>> BEGIN
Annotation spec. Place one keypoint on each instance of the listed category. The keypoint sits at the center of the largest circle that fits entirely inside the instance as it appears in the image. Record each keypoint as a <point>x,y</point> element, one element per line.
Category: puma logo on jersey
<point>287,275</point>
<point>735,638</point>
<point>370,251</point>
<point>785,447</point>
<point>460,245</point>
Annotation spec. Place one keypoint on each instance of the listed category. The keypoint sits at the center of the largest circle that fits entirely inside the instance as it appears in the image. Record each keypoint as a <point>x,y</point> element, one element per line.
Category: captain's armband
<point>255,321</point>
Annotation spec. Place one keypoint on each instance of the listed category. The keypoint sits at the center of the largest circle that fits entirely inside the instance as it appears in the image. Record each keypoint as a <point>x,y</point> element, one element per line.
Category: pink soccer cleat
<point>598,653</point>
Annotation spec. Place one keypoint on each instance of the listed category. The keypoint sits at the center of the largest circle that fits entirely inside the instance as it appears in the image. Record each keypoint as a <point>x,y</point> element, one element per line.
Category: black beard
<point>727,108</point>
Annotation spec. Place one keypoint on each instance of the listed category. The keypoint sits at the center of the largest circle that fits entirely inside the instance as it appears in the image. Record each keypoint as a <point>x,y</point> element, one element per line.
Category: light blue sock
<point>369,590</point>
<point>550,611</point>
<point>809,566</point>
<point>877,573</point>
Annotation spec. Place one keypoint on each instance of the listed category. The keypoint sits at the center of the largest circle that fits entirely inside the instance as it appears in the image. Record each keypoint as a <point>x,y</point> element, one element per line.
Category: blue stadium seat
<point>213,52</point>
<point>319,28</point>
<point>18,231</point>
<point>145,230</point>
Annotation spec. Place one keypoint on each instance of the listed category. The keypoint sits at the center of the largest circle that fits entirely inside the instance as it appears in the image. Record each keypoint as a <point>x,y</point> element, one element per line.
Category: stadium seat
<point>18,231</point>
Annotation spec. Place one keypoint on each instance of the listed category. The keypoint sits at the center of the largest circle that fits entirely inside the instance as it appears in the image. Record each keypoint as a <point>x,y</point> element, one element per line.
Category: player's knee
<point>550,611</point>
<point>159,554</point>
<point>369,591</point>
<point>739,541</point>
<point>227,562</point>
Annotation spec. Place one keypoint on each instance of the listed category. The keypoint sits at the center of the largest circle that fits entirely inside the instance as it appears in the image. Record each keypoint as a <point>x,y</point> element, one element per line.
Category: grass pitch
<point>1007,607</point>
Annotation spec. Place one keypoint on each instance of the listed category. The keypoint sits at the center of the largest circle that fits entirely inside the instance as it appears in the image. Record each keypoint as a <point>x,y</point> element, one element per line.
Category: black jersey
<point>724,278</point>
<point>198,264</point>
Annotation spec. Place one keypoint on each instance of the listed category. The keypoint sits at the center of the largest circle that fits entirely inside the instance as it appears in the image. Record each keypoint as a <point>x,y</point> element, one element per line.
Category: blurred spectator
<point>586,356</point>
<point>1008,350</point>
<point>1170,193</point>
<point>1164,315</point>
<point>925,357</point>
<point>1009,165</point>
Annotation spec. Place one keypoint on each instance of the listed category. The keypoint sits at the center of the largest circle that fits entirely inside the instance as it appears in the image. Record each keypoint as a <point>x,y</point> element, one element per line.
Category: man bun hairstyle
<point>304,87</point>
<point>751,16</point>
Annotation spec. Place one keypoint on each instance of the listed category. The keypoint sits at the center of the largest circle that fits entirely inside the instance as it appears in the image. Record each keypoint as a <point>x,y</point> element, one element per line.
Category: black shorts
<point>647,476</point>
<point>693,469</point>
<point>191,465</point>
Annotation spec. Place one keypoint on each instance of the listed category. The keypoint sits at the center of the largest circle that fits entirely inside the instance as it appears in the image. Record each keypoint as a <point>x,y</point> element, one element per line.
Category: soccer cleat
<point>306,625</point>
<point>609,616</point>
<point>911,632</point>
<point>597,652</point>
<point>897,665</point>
>> END
Return every line of the records unchanged, starting with the first one and going on through the line that contains "<point>255,321</point>", with both of those lines included.

**Final answer**
Annotation spec. Place one keypoint on each instance of the listed category. The keypoint sits at the center of the largest circle that fits entirely inside the instance as it appears in the image. Record each keypoint as a <point>x,y</point> element, one element per line.
Category: puma logo on jersey
<point>287,275</point>
<point>735,638</point>
<point>370,251</point>
<point>785,447</point>
<point>460,245</point>
Annotation spec. Place one keypoint on each instance of the listed category. The keypoint sits at the center of the largest circle that fits entirely inside the instance as it appears in the image. Record each keypoint as a <point>x,y</point> element, one element per line.
Category: captain's armband
<point>255,321</point>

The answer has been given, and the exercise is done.